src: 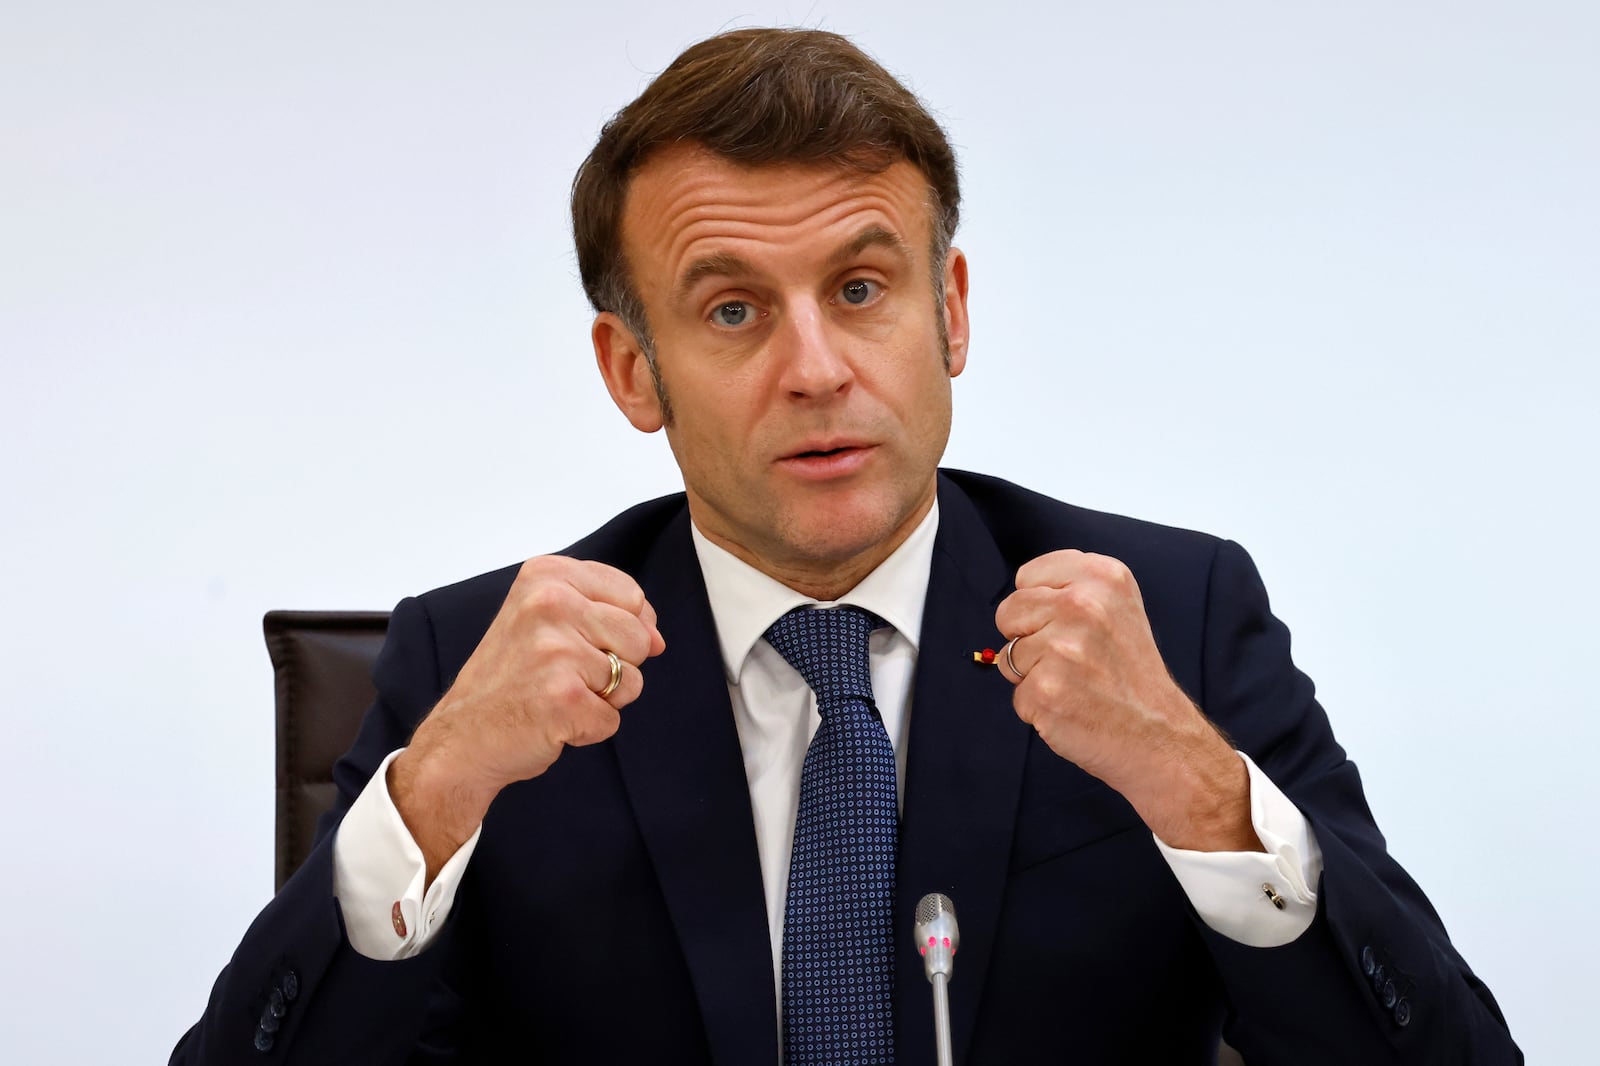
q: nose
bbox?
[774,300,853,400]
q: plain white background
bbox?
[2,2,1594,1061]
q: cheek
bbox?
[897,370,955,460]
[669,398,763,478]
[886,352,954,421]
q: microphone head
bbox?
[914,893,960,981]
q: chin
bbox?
[777,496,913,563]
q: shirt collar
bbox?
[690,501,939,684]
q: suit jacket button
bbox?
[253,1028,275,1052]
[259,1005,281,1035]
[281,970,300,1003]
[1360,946,1376,976]
[1394,998,1412,1027]
[1371,962,1386,992]
[1381,979,1398,1010]
[268,988,287,1019]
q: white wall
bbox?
[3,2,1594,1061]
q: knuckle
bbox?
[526,630,569,662]
[1046,634,1081,663]
[1059,585,1107,624]
[620,581,647,613]
[550,674,591,707]
[1089,553,1130,584]
[588,560,646,608]
[521,579,571,615]
[575,707,622,745]
[517,555,563,583]
[1076,592,1110,626]
[1012,690,1040,725]
[1032,671,1067,708]
[615,673,645,706]
[579,599,610,637]
[620,622,653,662]
[1026,549,1078,584]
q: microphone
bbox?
[914,893,959,1066]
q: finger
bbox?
[562,559,664,655]
[994,585,1065,642]
[577,600,658,666]
[564,558,652,614]
[585,647,625,700]
[587,649,646,710]
[1014,549,1089,590]
[999,636,1027,685]
[1019,551,1139,606]
[638,597,666,657]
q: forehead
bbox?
[619,146,934,295]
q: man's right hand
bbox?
[387,556,665,880]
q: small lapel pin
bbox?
[972,648,998,665]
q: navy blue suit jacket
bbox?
[173,471,1519,1063]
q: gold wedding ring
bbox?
[1003,637,1026,680]
[598,651,623,698]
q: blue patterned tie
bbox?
[766,605,897,1066]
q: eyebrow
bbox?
[827,225,911,269]
[675,252,756,302]
[672,225,914,302]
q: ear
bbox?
[593,312,664,433]
[941,246,971,378]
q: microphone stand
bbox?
[931,970,953,1066]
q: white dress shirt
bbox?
[333,503,1324,985]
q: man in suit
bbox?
[174,27,1520,1064]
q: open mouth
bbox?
[778,443,873,479]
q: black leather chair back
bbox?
[264,610,390,891]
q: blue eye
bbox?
[840,279,879,305]
[711,302,750,327]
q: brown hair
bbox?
[571,27,961,351]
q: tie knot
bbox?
[764,605,884,712]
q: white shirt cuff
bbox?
[331,748,482,961]
[1152,751,1324,948]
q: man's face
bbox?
[595,145,969,592]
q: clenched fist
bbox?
[994,549,1260,853]
[389,556,665,878]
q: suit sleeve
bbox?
[1196,538,1521,1064]
[169,596,468,1065]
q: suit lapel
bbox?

- **DIRECTIONS**
Return all of the data exactly as written, and drop the pictures.

- **ANSWER SECTION**
src: 
q: nose
bbox?
[774,300,853,400]
q: plain white background
bbox?
[2,2,1594,1061]
q: cheek
bbox?
[897,370,955,460]
[669,398,763,478]
[886,352,954,421]
q: microphone head
bbox?
[914,893,960,981]
q: chin
bbox?
[777,496,913,563]
q: shirt collar
bbox?
[690,501,939,684]
q: suit jacket button
bbox?
[253,1028,275,1052]
[259,1005,281,1035]
[281,970,300,1003]
[1360,946,1376,976]
[1394,998,1412,1027]
[1371,962,1386,992]
[1381,979,1398,1010]
[268,988,287,1019]
q: white wall
bbox?
[3,2,1594,1061]
q: knuckle
bbox?
[526,630,569,662]
[1046,634,1081,663]
[1059,585,1107,624]
[620,581,647,613]
[550,674,591,707]
[1089,553,1130,584]
[588,560,646,608]
[521,579,571,615]
[575,707,622,745]
[517,555,563,583]
[1076,592,1110,626]
[1012,690,1040,725]
[1032,671,1067,708]
[615,673,645,706]
[579,599,610,637]
[620,622,653,662]
[1026,549,1078,584]
q: microphone
bbox?
[914,893,959,1066]
q: finger
bbox?
[562,559,664,655]
[994,585,1065,642]
[577,600,658,666]
[564,558,652,614]
[585,647,625,700]
[587,649,646,710]
[1014,549,1089,590]
[999,636,1027,685]
[1019,551,1139,606]
[638,597,666,657]
q: forehead
bbox?
[619,146,934,295]
q: man's right hand
bbox?
[387,556,665,880]
q: small lapel pin
bbox?
[972,648,998,665]
q: navy blue suit jacket
bbox?
[173,471,1519,1063]
q: gold wedding ring
bbox?
[1003,637,1026,680]
[598,651,623,698]
q: blue patterned tie
bbox?
[766,605,897,1066]
q: eyebrow
bbox?
[827,225,911,269]
[675,252,756,302]
[672,225,914,302]
q: ear
bbox?
[593,312,664,433]
[941,246,971,378]
q: microphone stand
bbox?
[931,970,953,1066]
q: white dress shirt
bbox?
[333,503,1324,985]
q: man in suit
bbox?
[174,27,1520,1064]
q: open mouth
bbox?
[778,443,873,479]
q: black leather chair back
bbox?
[264,610,390,891]
q: blue eye
bbox?
[840,279,879,305]
[711,302,750,327]
q: brown hair
bbox?
[571,27,961,351]
q: tie knot
bbox?
[764,605,884,712]
q: white shirt cuff
bbox?
[331,748,482,961]
[1152,751,1324,948]
q: man's face
bbox?
[595,145,969,592]
q: clenched fist
bbox?
[994,549,1260,853]
[389,556,665,878]
q: suit sleeve
bbox?
[1196,538,1521,1064]
[169,596,468,1065]
q: suit lapel
bbox?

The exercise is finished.